Region pointing data:

>>

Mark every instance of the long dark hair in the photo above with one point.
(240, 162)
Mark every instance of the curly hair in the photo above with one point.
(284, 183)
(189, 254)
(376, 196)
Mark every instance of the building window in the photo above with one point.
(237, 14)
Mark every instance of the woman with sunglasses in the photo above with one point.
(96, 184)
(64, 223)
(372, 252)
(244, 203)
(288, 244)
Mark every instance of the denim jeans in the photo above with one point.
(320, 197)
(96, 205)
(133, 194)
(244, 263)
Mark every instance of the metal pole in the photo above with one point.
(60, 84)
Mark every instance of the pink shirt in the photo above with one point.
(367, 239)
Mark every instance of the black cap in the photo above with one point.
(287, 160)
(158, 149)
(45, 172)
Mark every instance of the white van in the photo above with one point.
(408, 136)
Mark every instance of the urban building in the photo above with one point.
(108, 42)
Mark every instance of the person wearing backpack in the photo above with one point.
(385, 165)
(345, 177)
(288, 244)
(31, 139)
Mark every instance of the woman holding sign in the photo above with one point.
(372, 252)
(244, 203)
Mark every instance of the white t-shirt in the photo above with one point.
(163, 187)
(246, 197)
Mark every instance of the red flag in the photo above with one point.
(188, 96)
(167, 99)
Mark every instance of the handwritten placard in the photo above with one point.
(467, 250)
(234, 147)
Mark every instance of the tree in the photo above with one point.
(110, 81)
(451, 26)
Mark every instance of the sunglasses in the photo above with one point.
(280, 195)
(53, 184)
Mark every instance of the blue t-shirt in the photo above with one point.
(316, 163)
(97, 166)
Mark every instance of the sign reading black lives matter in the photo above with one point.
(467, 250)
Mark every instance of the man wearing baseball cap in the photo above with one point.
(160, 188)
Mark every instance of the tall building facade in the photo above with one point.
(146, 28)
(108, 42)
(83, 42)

<<

## Your assignment
Retype the data in full, exactly.

## Written response
Mark every instance of the long dark hair in the photo above with one point.
(240, 162)
Mark every instance of the curly hair in the photo above with one point.
(284, 183)
(189, 254)
(376, 196)
Mark every instance of the building window in the photo above with one point.
(237, 14)
Mark every instance of the woman with sunglasses in the photo above with one point.
(96, 184)
(64, 223)
(372, 252)
(244, 203)
(288, 244)
Mark every instance of the denim jeans in the photo above with one point.
(320, 197)
(96, 205)
(133, 194)
(244, 263)
Mark every instance of the metal pole in the photo above with one point.
(60, 84)
Mark every instance of the pink shirt in the photo above with one point.
(367, 239)
Mark every instance of the black cap in the photo above with one point.
(287, 160)
(158, 149)
(45, 172)
Mark every instance of the white van in the photo above with one point.
(408, 136)
Mark every instance of the urban building in the photo above with one point.
(108, 42)
Mark every instance of the person wearing backpack in the photo above with one point.
(385, 165)
(345, 177)
(288, 244)
(31, 139)
Mark every instance of the woman holding sign in the photo above with one point.
(372, 252)
(244, 203)
Mark every instance of the white t-shirt in the photo above with one point.
(163, 187)
(246, 197)
Mark every instance of the red flag in the photo above with one point.
(188, 96)
(167, 99)
Mark every instance of the handwritten placard in the photo above with one point.
(467, 250)
(234, 147)
Mark every instance of the tree in the photo above with one point.
(110, 81)
(451, 26)
Mark every instance of the sunglasses in the photo above with one point.
(280, 195)
(53, 184)
Mark every instance of the blue t-shirt in the photo above with one point.
(316, 163)
(97, 166)
Mark every instance of the sign reading black lives matter in the photo above with one point.
(467, 250)
Mark every instance of the man wearing baseball cap in the photo above with one point.
(160, 188)
Mark every instance of the tall building facade in the photo above with one point.
(146, 28)
(108, 42)
(83, 42)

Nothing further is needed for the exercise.